▶ _Task to carry out_:
Can you output every line of the records below as a numbered list, skipping blank lines and leaving the pictures out?

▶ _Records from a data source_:

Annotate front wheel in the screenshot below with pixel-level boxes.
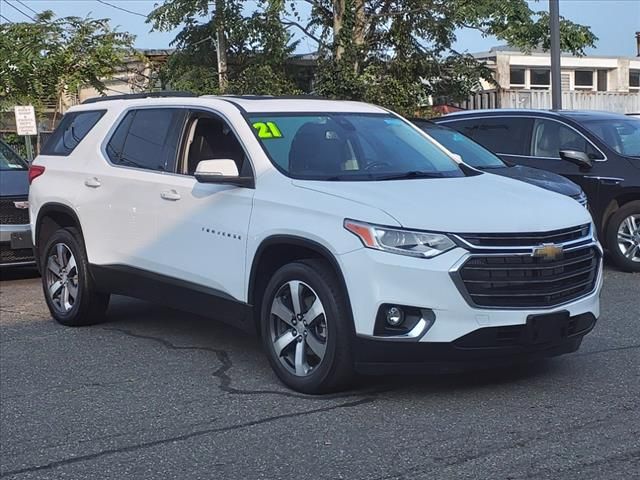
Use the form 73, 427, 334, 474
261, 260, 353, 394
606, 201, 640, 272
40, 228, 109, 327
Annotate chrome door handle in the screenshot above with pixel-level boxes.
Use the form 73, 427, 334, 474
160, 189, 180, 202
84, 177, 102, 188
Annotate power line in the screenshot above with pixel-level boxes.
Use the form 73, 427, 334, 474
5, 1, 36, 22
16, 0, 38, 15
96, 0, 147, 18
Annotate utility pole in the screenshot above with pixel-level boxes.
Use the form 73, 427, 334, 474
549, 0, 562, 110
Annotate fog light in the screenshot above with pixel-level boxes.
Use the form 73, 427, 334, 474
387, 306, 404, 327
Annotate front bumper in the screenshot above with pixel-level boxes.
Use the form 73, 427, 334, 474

▶ _Reply_:
1. Annotate front wheel in the screenshot below with pixel-level boxes.
2. Use the form 73, 427, 334, 474
3. 261, 260, 353, 394
4. 606, 201, 640, 272
5. 40, 228, 109, 327
6. Annotate chrome door handle in the screenshot above with pixel-level boxes.
7. Use the form 73, 427, 334, 474
8. 160, 189, 180, 202
9. 84, 177, 102, 188
10. Annotate power line in the screenshot above with pixel-level boxes.
11. Use the form 73, 427, 334, 474
12. 5, 1, 36, 22
13. 16, 0, 38, 15
14. 96, 0, 147, 18
15. Annotate utility pole in the screenshot above with pixel-level boxes.
16. Use the form 73, 427, 334, 474
17. 549, 0, 562, 110
18. Annotate fog light in the screenshot above with pixel-level boxes.
19. Use the form 73, 427, 334, 474
20. 387, 306, 404, 327
21. Annotate front bumper in the screenshot above with pixel-level boxes.
22. Use the form 73, 427, 334, 474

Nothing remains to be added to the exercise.